Return only this: the line with "For each instance of the blurred" and all the lines that follow it below, through the final one, exactly as they are.
++++ Provided records ++++
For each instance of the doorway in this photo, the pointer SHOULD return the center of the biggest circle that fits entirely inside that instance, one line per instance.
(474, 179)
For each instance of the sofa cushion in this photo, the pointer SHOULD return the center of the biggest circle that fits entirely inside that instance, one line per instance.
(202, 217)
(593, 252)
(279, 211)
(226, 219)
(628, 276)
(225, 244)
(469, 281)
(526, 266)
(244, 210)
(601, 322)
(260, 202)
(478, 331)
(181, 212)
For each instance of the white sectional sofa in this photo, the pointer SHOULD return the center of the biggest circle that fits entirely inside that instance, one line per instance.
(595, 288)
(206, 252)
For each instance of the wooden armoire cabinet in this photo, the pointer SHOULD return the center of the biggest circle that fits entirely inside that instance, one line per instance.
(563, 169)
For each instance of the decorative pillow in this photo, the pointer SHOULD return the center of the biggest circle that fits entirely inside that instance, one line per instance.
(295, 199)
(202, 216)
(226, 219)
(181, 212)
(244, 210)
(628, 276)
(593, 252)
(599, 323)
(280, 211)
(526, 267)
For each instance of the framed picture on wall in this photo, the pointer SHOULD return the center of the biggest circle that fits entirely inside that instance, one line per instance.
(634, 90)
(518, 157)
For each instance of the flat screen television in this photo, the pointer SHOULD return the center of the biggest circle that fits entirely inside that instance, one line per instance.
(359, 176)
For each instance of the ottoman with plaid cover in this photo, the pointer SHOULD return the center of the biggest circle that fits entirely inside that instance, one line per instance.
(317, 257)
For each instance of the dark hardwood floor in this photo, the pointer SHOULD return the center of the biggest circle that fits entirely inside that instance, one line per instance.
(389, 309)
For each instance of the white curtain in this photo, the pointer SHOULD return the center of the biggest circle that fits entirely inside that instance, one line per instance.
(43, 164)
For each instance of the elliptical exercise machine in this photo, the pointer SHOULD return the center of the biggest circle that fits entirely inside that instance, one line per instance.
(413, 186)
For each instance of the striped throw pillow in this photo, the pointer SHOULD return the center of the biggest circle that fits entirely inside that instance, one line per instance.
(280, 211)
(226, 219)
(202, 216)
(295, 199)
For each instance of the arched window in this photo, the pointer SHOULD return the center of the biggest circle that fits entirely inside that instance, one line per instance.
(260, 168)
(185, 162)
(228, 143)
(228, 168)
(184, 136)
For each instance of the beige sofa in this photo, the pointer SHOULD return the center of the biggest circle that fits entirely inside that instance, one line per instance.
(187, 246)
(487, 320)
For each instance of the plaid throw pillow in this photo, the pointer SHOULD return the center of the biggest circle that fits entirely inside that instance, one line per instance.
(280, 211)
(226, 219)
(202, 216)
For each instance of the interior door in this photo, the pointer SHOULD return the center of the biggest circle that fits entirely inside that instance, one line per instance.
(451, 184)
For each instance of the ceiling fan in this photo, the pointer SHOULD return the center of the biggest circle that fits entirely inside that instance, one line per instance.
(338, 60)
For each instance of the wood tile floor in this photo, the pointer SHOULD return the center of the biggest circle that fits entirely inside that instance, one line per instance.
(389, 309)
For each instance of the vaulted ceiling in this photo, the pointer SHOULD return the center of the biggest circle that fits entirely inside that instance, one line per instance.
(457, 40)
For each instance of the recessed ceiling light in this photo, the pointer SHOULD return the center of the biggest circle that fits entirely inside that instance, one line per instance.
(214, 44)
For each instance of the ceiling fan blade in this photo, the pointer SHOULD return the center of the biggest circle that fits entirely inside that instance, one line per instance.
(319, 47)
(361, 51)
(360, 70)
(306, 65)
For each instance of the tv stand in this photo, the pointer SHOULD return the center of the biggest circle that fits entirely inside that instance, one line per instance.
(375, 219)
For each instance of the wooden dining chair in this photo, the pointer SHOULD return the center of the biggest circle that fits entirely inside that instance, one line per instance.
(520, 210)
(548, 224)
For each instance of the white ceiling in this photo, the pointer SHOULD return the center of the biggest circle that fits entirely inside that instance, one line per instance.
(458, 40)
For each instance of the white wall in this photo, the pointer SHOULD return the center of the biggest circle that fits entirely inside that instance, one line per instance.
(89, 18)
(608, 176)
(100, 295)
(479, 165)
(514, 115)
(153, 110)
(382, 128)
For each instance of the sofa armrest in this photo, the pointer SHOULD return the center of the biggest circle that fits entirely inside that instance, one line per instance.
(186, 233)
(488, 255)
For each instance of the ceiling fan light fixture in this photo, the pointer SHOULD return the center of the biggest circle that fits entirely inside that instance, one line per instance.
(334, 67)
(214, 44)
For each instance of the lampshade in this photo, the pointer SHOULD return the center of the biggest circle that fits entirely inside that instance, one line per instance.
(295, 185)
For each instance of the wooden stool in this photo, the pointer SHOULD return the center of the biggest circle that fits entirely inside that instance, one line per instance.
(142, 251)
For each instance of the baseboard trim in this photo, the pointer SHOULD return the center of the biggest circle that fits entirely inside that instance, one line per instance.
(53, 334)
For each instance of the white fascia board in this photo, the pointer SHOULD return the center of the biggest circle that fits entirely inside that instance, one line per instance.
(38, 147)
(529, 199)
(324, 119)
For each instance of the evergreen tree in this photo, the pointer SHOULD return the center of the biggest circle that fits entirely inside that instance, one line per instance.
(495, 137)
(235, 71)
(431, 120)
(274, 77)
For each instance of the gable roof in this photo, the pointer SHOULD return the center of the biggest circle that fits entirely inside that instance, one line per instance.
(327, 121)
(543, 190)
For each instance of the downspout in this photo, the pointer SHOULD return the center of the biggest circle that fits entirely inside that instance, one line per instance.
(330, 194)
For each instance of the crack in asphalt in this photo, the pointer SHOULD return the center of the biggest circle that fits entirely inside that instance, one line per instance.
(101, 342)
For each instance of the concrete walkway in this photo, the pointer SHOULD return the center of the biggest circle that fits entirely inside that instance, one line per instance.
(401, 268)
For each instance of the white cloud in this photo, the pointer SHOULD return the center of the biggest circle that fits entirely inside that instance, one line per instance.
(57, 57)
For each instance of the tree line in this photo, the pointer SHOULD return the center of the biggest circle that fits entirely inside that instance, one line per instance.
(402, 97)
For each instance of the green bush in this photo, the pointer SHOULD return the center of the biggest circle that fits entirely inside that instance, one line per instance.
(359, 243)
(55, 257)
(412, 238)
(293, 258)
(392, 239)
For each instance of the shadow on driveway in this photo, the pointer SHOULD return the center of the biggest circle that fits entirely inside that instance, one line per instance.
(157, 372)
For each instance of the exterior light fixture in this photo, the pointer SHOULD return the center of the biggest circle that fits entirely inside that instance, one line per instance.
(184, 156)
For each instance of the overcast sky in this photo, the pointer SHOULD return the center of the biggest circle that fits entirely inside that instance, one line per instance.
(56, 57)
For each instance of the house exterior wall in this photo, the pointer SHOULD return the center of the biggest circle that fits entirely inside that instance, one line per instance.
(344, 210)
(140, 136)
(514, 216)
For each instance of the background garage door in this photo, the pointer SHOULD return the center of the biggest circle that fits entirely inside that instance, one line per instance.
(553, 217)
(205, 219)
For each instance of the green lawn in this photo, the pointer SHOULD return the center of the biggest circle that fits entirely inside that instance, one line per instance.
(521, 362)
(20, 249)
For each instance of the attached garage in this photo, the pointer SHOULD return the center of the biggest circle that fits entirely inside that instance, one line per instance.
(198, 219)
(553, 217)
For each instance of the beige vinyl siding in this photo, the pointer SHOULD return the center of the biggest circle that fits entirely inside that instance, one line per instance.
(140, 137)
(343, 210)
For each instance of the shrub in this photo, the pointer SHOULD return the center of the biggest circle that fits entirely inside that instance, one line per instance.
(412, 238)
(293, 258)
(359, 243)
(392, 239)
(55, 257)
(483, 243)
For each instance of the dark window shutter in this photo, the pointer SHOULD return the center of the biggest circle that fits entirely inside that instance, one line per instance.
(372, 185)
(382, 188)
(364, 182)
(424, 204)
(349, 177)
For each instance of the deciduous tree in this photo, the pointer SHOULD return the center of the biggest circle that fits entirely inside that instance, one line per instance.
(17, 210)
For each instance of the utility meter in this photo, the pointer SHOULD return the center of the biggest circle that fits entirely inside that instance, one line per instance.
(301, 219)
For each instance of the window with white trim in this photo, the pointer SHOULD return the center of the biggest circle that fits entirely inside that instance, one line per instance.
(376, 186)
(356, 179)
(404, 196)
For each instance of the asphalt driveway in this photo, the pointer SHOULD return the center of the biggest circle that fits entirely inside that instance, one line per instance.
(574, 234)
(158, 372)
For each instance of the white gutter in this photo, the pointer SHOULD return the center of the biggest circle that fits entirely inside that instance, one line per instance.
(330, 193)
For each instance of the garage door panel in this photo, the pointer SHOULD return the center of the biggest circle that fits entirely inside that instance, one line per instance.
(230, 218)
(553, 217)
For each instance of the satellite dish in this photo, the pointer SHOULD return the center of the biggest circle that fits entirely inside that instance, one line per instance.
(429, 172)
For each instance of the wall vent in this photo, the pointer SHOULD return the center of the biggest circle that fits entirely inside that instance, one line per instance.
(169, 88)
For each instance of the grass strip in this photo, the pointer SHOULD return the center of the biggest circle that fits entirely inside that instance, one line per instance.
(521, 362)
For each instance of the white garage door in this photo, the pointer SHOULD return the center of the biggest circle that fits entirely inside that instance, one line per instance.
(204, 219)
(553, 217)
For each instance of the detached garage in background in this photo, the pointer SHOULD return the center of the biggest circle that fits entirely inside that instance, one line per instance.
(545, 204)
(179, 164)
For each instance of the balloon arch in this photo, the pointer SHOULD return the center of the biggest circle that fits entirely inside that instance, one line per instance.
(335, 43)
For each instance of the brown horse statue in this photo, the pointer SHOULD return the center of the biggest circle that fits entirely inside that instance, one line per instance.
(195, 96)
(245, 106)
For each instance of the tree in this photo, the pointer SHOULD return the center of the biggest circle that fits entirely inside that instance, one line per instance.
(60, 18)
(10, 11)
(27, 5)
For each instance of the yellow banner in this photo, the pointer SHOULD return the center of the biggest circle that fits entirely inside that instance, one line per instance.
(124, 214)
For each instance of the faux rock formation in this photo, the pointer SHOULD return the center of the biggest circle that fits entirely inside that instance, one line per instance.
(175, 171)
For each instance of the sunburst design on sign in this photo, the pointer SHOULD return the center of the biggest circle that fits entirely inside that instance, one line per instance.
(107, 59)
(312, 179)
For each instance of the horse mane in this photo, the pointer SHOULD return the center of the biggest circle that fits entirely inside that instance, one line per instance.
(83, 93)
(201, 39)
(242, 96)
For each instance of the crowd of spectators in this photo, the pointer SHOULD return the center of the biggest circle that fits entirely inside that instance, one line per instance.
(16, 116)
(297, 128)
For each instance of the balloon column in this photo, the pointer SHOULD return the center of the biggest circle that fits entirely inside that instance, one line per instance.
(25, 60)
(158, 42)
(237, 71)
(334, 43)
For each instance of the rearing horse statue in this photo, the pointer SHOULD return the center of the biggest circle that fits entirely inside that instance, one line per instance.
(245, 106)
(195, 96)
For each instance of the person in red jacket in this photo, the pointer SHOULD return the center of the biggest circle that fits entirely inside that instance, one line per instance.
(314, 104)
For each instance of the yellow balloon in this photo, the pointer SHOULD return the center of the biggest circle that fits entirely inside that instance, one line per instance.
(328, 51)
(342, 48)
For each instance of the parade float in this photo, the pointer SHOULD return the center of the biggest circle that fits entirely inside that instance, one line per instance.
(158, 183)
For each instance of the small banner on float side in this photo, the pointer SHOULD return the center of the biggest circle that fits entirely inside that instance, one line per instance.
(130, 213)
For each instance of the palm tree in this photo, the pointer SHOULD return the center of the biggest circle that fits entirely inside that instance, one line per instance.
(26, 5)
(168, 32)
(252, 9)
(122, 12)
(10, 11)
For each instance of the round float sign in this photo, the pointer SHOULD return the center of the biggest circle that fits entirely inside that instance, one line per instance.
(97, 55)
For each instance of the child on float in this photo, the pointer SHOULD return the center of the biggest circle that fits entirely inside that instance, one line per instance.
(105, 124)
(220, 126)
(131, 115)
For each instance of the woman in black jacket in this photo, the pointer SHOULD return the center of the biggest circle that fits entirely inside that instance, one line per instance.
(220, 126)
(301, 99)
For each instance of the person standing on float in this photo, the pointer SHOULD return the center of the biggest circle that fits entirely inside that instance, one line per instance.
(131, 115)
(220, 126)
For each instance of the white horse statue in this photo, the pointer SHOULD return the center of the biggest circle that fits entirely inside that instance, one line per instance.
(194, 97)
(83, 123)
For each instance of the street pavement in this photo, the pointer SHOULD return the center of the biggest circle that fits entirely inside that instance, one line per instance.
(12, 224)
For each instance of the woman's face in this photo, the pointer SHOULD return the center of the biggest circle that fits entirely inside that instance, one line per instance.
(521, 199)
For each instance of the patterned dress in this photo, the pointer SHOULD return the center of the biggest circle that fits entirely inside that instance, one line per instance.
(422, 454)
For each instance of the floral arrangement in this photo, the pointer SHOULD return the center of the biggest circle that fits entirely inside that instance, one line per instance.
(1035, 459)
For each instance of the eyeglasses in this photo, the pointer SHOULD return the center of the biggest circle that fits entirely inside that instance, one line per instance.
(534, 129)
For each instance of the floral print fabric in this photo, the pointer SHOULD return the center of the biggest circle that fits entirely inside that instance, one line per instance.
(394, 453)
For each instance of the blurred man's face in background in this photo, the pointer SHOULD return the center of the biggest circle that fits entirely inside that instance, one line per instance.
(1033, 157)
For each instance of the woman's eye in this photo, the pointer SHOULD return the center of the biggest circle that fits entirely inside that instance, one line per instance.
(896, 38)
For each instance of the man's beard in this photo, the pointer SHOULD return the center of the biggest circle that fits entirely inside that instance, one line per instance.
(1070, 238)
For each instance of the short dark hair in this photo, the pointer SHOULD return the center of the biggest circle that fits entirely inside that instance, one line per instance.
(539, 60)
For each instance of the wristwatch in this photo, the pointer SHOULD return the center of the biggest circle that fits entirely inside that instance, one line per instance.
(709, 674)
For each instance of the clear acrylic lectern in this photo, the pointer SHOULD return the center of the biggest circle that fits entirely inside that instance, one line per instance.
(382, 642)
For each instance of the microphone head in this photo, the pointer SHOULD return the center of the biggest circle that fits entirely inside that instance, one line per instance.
++++
> Result:
For each instance of the blurred man's face in background in this photo, the pointer SHOULD return the center of the biggest circle that fits entirely inside that instance, one line per instance.
(1033, 157)
For each instance of the woman's eye in this photo, the pointer SHOULD return the center of the biggest circle that fits entirely inside that instance, one line per instance.
(896, 38)
For each instance of the man's beard in this photo, the pointer SHOULD return the center of the biggest circle that fits entirely inside that instance, one line per instance.
(1070, 238)
For each instance of the short dark hair in this photo, the pointer SHOULD return the center of the biggest circle that fits entirely inside that instance, one line per instance.
(539, 60)
For each instance of the wristwatch in this photo, the pointer SHOULD return the center of the biggest circle that fits entirely inside that instance, one line per instance.
(709, 674)
For each instance of the clear acrylic lectern in this photo, the pointer SHOULD return the center of the biggest circle that fits entirely inside that instance, one line per instance.
(382, 642)
For each instance of the microphone head in this photo, the pointer SHOULD return the center of the biggest circle that fits entirely inside that instance, one line per instance.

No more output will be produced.